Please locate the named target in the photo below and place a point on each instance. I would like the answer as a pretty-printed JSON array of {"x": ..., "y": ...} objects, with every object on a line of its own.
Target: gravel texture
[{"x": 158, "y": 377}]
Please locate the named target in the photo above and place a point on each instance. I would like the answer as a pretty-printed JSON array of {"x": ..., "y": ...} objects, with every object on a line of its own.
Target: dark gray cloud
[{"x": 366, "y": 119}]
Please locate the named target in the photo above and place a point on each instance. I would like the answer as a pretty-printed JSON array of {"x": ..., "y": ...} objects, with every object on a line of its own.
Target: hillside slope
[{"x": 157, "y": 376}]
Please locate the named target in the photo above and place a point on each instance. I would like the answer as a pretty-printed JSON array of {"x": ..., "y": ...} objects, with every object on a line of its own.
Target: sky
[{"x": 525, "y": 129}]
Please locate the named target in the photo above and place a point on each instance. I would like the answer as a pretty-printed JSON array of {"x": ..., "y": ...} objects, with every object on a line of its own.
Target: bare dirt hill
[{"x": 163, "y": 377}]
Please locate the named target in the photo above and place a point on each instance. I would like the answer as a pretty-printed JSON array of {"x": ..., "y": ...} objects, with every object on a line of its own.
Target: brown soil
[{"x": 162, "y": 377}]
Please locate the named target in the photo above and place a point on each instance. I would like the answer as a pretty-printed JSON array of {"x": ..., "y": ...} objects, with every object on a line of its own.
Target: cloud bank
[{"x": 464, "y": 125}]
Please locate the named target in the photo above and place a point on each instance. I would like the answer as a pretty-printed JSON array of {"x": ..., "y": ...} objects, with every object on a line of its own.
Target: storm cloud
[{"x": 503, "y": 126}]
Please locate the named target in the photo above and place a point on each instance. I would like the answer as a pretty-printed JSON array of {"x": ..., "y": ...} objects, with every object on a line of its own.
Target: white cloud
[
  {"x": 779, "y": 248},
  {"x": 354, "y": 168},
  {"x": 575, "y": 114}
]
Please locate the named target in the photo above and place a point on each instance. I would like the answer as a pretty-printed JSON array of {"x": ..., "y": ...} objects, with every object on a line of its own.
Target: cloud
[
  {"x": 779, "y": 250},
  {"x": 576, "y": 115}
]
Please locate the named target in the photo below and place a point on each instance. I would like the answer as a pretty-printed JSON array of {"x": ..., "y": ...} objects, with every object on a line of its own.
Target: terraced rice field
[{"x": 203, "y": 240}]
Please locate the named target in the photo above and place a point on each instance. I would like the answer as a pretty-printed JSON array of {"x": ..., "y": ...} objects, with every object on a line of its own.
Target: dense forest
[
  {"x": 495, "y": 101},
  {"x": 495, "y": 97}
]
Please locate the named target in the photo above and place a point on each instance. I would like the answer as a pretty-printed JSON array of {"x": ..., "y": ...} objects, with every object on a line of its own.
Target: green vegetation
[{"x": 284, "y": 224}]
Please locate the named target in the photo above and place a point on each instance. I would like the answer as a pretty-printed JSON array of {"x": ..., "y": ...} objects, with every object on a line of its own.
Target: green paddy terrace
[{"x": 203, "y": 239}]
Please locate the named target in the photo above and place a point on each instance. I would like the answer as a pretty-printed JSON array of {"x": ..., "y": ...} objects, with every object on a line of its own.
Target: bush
··········
Return the whole listing exactly.

▶ SOLUTION:
Please locate the named target in the photo below and place a point on each instance. I would like the answer as a pretty-printed JSON array of {"x": ..., "y": ...} objects, with every object on a line of its own.
Target: gravel texture
[{"x": 158, "y": 377}]
Please locate the named target in the photo above and place a point on each instance. I would like the answer as a pretty-printed JSON array of {"x": ..., "y": ...} objects, with every object on a line of its own.
Target: dark gray cloud
[{"x": 366, "y": 119}]
Please locate the named target in the photo above and place a point on each instance. I would like the answer as a pretty-printed JSON array of {"x": ..., "y": ...} objects, with every object on a line of its own.
Target: hillside slope
[{"x": 157, "y": 376}]
Please locate the named target in the photo above and place a point on each instance. I would like the answer as a pretty-printed JSON array of {"x": ..., "y": ...} objects, with every object on a line of its own.
Target: sky
[{"x": 525, "y": 129}]
Please locate the named target in the photo above and place a point on each instance. I would like the answer as a pretty-printed JSON array of {"x": ..., "y": ...} objects, with every object on a line of its own.
Target: bare dirt hill
[{"x": 163, "y": 377}]
Please locate the named target in the photo above and place a point on each instance. I would like the answer as a pretty-printed JSON array of {"x": ..., "y": ...} objects, with every object on a line of its own.
Target: brown soil
[{"x": 162, "y": 377}]
Please locate the named target in the photo above and place a point on each instance. I would like the answer as a pretty-printed JSON array of {"x": ..., "y": ...} objects, with every object on a line of its own.
Target: cloud bank
[{"x": 464, "y": 125}]
Please locate the named target in the photo above and place a point on each instance. I would like the answer as a pretty-printed JSON array of {"x": ..., "y": ...} objects, with every object on a line of its own.
Target: storm cloud
[{"x": 503, "y": 126}]
Please locate the named target in the photo above and place a point on each instance. I would like the answer as a pretty-printed JSON array of {"x": ..., "y": ...} objects, with every object on a line of its own.
Target: white cloud
[
  {"x": 779, "y": 248},
  {"x": 354, "y": 168},
  {"x": 575, "y": 114}
]
Please locate the named target in the photo above and place a point on each instance. I would like the answer as a pretty-printed JSON array of {"x": ..., "y": ...} objects, with every object on a line of its own.
Target: cloud
[
  {"x": 779, "y": 250},
  {"x": 576, "y": 115}
]
Please locate the named target in the photo below and place a point on each instance. I would like the answer as a pretty-printed JSON array of {"x": ..., "y": ...} objects, with every object on a line of its own.
Target: terraced rice field
[{"x": 203, "y": 240}]
Please locate the named target in the photo above and place a point on each instance. I would like the answer as a pretty-printed JSON array of {"x": ..., "y": ...} objects, with every object on a line of its own.
Target: dense forest
[
  {"x": 495, "y": 101},
  {"x": 495, "y": 97}
]
Please locate the named target in the photo above and place a point on each instance. I would like the answer as a pretty-printed JSON array of {"x": ..., "y": ...} objects, with every object on a line of its own.
Target: green vegetation
[{"x": 284, "y": 224}]
Please locate the named target in the photo above and place a point on each instance. I would like the answer as a pretty-printed JSON array of {"x": ..., "y": ...} objects, with every object on a line of its own.
Target: green paddy terrace
[{"x": 203, "y": 239}]
Please locate the named target in the photo above and place a point on each instance. I would like the answer as a pretty-printed JSON array of {"x": ..., "y": ...} objects, with every object on a line of its own.
Target: bush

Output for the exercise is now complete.